◆ What you will do:
Using the entries below, quote exactly the span of lines that begins with the line containing "Note to the class: point out the short" and ends with the final line.

[Records supplied Boundary: Start]

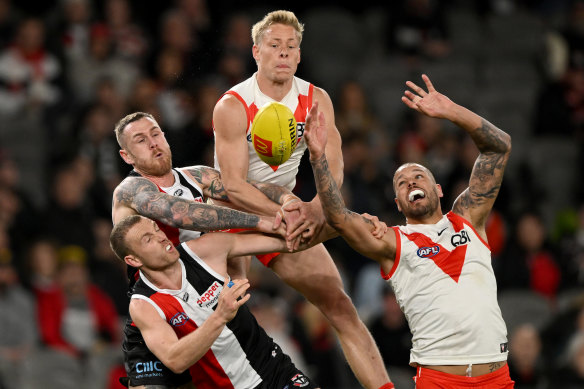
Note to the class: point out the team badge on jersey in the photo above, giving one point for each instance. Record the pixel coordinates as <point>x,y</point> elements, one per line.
<point>299,381</point>
<point>180,319</point>
<point>428,252</point>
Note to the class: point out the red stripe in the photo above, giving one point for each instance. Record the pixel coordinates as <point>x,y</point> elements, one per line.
<point>397,255</point>
<point>207,373</point>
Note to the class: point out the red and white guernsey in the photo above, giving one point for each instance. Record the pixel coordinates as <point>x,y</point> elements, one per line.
<point>445,285</point>
<point>299,100</point>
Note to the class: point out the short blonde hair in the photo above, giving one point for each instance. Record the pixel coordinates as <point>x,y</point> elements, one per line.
<point>276,17</point>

[Records supplied Boundary: End]

◆ Your solution:
Note to the class: point out the short blonde hair in the photo above, giving one point for each instance. Record the pixel coordinates as <point>x,y</point> elements, one per line.
<point>276,17</point>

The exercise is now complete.